DATA EXCERPTS -
-.-.-
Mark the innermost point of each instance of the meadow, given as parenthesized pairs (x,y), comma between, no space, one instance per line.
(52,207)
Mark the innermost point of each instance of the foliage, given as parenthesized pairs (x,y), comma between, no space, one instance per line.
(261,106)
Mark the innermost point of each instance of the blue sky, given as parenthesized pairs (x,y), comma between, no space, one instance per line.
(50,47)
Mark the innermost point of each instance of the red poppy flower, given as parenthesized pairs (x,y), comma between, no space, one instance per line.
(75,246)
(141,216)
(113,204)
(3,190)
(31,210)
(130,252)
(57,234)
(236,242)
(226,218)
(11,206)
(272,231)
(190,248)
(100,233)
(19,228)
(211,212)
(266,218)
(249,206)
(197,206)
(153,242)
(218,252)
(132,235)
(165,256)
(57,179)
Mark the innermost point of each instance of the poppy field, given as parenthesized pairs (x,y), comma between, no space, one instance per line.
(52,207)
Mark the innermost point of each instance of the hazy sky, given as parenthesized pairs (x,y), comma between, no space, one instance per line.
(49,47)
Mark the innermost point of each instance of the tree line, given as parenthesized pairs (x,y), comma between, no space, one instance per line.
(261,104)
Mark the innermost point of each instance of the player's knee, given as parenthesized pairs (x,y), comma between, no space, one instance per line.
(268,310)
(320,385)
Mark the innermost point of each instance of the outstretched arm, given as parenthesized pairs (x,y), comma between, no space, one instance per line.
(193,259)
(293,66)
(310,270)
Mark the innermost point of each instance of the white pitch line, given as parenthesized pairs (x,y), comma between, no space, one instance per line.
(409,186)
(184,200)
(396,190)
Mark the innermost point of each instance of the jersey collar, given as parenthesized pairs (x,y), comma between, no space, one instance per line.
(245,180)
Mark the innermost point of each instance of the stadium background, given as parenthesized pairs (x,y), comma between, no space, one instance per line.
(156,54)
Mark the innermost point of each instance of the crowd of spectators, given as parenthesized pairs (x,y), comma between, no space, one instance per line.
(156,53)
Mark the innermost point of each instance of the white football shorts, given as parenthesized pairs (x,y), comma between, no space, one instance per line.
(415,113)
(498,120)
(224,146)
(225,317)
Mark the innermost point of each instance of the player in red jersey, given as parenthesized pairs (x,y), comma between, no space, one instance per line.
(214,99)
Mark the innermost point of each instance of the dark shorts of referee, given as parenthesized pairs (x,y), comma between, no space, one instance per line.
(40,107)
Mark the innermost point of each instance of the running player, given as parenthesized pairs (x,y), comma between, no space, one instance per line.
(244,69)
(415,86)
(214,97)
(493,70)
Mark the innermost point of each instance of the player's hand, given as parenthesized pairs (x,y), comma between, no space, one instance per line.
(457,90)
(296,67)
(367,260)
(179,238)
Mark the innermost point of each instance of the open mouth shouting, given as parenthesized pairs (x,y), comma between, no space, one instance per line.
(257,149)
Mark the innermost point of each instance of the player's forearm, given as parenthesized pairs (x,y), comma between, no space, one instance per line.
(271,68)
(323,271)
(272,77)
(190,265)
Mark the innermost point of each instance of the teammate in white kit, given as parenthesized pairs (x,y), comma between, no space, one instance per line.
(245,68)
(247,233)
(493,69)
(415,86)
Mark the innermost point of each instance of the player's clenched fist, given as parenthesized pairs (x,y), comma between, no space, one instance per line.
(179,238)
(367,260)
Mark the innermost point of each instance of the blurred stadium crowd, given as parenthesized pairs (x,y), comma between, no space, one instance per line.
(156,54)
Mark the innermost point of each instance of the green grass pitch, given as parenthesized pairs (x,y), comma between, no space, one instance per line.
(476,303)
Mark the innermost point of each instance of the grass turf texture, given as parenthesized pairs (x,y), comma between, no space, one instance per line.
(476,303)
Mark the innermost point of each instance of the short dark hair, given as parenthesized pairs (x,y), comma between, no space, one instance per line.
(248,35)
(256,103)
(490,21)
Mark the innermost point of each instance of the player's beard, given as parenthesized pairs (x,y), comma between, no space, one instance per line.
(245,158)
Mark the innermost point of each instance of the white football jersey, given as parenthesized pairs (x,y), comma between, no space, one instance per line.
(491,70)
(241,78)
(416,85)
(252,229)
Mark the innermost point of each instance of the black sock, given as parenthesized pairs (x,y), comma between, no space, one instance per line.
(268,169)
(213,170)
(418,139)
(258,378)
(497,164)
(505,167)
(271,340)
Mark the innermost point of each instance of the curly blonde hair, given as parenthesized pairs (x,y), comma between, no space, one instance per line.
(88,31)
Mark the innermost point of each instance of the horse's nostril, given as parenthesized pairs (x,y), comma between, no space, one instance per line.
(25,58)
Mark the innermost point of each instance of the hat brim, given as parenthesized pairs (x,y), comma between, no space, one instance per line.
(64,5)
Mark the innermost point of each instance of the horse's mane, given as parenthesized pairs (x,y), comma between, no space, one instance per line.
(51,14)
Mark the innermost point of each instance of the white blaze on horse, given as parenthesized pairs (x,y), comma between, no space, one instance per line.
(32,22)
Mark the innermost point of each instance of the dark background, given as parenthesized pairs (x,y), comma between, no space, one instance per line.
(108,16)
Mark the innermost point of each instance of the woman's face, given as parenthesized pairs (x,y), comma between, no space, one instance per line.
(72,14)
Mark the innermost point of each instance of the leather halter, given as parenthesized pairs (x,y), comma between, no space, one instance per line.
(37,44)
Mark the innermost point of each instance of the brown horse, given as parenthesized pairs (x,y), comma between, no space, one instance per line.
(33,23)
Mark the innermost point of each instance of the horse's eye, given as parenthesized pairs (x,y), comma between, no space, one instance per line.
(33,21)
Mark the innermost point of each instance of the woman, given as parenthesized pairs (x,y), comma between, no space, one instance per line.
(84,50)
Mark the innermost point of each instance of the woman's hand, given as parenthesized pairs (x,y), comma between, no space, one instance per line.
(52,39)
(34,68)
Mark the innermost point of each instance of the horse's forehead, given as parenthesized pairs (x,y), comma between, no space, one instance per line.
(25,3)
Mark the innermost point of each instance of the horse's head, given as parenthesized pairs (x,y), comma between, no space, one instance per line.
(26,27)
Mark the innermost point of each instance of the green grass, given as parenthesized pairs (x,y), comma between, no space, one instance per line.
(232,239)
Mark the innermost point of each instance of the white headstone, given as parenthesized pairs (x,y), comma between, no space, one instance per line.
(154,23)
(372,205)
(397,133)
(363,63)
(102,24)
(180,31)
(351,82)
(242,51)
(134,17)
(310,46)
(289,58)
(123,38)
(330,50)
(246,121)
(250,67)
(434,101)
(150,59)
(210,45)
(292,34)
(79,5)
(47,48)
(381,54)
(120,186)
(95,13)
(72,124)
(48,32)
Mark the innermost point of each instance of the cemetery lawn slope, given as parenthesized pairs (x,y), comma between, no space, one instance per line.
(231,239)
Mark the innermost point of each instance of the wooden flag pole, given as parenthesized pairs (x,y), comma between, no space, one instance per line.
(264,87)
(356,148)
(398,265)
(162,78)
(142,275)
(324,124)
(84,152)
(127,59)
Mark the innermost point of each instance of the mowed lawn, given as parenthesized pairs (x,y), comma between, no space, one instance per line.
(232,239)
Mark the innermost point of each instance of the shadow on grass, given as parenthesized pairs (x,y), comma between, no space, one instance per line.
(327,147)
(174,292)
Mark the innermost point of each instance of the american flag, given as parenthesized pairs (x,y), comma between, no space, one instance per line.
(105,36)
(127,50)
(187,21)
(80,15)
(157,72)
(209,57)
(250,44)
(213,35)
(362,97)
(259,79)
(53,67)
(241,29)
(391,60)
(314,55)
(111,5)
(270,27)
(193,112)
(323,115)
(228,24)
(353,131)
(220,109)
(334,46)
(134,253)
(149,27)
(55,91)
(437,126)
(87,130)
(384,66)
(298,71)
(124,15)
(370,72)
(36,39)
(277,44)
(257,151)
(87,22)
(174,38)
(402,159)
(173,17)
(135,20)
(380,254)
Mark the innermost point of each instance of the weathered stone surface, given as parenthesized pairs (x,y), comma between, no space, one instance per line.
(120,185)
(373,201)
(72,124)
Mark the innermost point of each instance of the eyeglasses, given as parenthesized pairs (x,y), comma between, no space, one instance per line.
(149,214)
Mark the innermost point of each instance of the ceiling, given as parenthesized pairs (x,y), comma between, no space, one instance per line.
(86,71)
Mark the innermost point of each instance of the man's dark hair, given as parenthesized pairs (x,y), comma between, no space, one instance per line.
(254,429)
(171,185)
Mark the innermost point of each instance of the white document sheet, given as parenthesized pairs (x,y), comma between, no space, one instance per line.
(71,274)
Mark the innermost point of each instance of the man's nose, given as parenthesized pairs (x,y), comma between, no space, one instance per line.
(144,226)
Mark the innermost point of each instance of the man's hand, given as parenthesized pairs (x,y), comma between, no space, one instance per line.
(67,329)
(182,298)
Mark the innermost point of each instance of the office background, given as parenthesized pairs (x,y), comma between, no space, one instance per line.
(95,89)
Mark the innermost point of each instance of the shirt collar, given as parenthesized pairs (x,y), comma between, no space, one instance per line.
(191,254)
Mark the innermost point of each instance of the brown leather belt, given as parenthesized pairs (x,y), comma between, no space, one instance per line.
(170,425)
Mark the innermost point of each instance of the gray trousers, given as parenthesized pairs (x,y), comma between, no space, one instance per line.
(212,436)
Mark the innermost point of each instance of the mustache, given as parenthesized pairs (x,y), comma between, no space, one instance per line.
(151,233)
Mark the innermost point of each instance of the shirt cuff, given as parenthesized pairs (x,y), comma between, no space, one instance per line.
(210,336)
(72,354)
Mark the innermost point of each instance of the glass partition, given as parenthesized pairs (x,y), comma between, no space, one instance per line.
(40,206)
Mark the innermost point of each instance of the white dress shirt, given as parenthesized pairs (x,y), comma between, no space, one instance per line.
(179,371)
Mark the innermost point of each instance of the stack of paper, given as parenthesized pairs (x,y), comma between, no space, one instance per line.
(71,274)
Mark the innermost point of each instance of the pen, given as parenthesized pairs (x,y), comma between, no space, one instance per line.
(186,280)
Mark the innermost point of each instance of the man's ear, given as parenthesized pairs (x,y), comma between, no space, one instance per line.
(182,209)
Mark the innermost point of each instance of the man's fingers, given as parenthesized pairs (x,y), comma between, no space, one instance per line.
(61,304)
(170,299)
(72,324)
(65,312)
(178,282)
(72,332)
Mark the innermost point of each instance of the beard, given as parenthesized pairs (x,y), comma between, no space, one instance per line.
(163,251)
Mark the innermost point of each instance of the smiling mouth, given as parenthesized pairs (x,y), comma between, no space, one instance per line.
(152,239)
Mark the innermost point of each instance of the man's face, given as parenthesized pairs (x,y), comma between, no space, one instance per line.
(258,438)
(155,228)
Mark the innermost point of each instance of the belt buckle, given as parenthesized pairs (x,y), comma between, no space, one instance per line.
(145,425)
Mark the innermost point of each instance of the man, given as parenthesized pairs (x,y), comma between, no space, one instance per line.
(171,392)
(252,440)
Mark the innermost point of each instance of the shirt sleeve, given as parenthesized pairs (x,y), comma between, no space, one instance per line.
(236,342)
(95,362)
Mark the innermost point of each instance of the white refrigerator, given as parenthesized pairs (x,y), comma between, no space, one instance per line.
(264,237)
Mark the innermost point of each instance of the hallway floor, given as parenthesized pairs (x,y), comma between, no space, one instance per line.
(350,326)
-.-.-
SHORT TASK - Write out once more the lines above beginning at the line with "Mark the innermost point of each instance of the white dress"; continue through the final line and stop there.

WORKED ANSWER -
Mark the innermost point of each instance of the white dress shirt, given as parenthesized pairs (x,y), comma between, no space, one instance per line.
(179,371)
Mark the innermost point of each instance of the stack of paper, given as parenthesized pairs (x,y), comma between, no space, one instance per line.
(71,274)
Mark the innermost point of each instance of the pen, given as parenthesized pairs (x,y), comma between, no space, one instance per line.
(186,280)
Mark the innermost point of each instance of the man's ear, given as parenthesized pairs (x,y), comma between, no space, one instance per line.
(182,209)
Mark the innermost point of each instance of the man's fingers, given as parenthesized pairs (x,y), comma between, no space, one instance per line.
(61,304)
(170,299)
(72,324)
(65,312)
(178,282)
(72,332)
Mark the innermost point of each instance of the beard, given as parenthesized pairs (x,y), comma between, no space, one instance per line.
(163,251)
Mark the innermost point of each instance of the smiling mouth, given as parenthesized pairs (x,y), comma between, no space, one instance per line.
(152,239)
Mark the innermost point of each instance of the man's face, given as parenthesized pairs (x,y), comma between, no space, one instance per line.
(258,438)
(155,228)
Mark the innermost point of each instance of the belt buckle, given as parenthesized pairs (x,y), comma between, no space, one instance per line.
(145,425)
Mark the innermost point of each instance of the man, given as parenthesized pairs (x,y), comma between, no space, one instance per line.
(171,392)
(252,440)
Mark the innermost point of each instance of the shirt sleeve, given as parenthesized pairs (x,y), comma between, no space, one instance per line.
(236,342)
(95,362)
Mark the innermost point of each instance of the white refrigerator, given as parenthesized pairs (x,y), comma between, no space, one instance per line.
(264,237)
Mark the innermost point of each instance of the hallway floor, given as parenthesized pairs (x,y), comma between, no space, one instance per line.
(350,326)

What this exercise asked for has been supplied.